Content starts

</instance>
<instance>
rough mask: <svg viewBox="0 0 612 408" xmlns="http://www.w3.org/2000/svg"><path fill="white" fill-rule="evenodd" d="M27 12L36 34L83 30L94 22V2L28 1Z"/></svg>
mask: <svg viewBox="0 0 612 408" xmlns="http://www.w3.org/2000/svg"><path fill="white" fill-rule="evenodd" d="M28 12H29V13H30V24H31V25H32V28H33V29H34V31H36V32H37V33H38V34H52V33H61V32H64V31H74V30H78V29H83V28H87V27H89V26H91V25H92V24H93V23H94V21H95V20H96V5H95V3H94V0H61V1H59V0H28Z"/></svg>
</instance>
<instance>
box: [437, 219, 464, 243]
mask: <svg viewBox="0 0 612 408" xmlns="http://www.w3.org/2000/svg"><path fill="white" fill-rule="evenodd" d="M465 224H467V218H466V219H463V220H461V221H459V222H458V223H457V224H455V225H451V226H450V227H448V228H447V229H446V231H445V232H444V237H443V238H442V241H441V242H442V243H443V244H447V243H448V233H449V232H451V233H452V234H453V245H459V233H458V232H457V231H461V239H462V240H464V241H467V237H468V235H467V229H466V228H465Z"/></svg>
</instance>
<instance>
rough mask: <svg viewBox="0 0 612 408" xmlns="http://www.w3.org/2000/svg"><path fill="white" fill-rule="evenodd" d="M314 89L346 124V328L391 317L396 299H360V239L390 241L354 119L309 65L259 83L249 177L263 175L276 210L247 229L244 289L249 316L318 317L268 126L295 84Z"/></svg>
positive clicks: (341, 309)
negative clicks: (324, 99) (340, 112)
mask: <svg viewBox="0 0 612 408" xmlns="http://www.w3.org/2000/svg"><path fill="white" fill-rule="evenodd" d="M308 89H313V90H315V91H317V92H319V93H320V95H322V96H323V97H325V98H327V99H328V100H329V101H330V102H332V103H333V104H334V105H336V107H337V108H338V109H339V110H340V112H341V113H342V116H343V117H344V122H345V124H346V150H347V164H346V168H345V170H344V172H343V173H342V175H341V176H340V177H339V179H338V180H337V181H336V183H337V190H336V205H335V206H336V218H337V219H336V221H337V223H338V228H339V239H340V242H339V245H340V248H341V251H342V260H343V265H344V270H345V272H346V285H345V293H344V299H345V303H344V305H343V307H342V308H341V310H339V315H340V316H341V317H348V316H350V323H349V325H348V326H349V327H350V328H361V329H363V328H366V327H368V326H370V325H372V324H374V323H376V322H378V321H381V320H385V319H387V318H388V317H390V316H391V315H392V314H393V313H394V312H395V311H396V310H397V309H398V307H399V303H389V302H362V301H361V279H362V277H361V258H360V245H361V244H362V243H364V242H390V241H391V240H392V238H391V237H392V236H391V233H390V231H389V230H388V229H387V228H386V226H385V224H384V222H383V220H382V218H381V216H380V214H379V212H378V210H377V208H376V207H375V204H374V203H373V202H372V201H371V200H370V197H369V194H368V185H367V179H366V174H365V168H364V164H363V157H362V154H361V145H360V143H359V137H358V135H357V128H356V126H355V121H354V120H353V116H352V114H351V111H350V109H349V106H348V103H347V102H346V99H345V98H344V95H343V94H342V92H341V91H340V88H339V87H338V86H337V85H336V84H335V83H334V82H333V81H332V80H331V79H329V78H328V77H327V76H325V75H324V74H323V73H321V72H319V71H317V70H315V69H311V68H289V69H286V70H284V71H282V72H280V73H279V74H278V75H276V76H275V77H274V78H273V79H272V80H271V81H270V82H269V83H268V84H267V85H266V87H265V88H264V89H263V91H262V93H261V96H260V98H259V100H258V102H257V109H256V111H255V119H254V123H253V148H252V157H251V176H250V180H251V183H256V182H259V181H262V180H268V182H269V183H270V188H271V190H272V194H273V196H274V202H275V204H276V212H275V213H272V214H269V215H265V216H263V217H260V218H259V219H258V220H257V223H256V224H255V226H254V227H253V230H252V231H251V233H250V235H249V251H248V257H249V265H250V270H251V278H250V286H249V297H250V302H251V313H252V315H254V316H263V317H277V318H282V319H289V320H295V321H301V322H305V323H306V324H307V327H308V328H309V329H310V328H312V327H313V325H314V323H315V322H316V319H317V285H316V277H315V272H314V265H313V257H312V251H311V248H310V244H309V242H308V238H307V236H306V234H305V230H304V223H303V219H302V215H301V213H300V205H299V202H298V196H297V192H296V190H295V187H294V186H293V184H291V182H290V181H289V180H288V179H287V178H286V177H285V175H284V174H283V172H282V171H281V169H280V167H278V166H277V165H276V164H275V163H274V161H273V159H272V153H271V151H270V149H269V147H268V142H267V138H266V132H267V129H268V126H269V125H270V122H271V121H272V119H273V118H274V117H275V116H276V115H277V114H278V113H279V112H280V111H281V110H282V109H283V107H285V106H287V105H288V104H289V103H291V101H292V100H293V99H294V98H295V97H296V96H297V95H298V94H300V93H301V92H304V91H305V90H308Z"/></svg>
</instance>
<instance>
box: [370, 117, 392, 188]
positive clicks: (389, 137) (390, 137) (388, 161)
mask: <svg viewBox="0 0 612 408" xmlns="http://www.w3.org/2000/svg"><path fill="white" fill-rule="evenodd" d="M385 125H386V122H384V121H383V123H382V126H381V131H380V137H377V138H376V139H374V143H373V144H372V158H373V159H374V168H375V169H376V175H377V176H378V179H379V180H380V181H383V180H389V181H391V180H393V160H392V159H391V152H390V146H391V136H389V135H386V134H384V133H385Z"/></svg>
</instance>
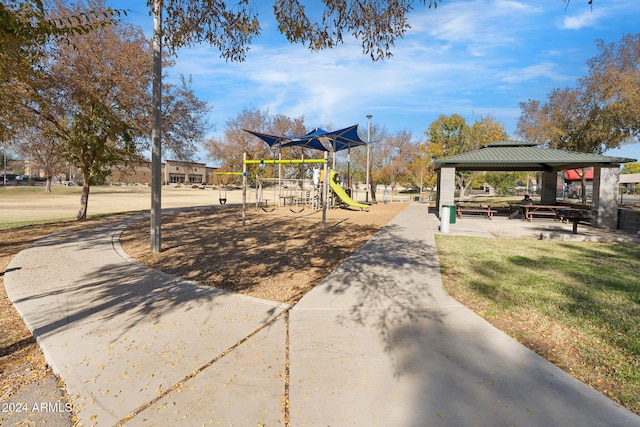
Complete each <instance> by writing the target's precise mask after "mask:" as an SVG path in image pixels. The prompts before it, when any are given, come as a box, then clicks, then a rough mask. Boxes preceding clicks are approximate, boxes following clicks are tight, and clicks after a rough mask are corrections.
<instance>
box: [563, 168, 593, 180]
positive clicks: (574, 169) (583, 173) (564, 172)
mask: <svg viewBox="0 0 640 427" xmlns="http://www.w3.org/2000/svg"><path fill="white" fill-rule="evenodd" d="M584 173H586V174H587V181H592V180H593V168H585V169H569V170H566V171H564V179H566V180H568V181H580V179H581V178H580V177H581V176H582V174H584Z"/></svg>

Content ends

■ Assignment ■
Each line from the start of the listing above through the line containing "positive clicks: (341, 309)" should be copied exactly, please, with no other lines added.

■ Task solution ■
</instance>
<instance>
rough mask: <svg viewBox="0 0 612 408" xmlns="http://www.w3.org/2000/svg"><path fill="white" fill-rule="evenodd" d="M27 12L36 34L83 30L94 22V2L28 1Z"/></svg>
mask: <svg viewBox="0 0 612 408" xmlns="http://www.w3.org/2000/svg"><path fill="white" fill-rule="evenodd" d="M28 12H29V13H30V24H31V25H32V28H33V29H34V31H36V32H37V33H38V34H52V33H61V32H64V31H74V30H78V29H83V28H87V27H89V26H91V25H92V24H93V23H94V21H95V20H96V5H95V3H94V0H61V1H59V0H28Z"/></svg>
</instance>
<instance>
box: [437, 219, 464, 243]
mask: <svg viewBox="0 0 612 408" xmlns="http://www.w3.org/2000/svg"><path fill="white" fill-rule="evenodd" d="M465 224H467V218H466V219H463V220H461V221H459V222H458V223H457V224H455V225H451V226H450V227H448V228H447V229H446V231H445V232H444V237H443V238H442V241H441V242H442V243H443V244H447V243H448V233H449V232H451V233H452V234H453V245H459V233H458V232H457V231H461V239H462V240H464V241H467V237H468V235H467V229H466V228H465Z"/></svg>
</instance>
<instance>
rough mask: <svg viewBox="0 0 612 408" xmlns="http://www.w3.org/2000/svg"><path fill="white" fill-rule="evenodd" d="M314 89L346 124V328L391 317L396 299H360V239L390 241L354 119L309 65L259 83L249 177L263 175L276 210L247 229L244 289L249 316L318 317L268 126L295 84Z"/></svg>
positive clicks: (341, 309)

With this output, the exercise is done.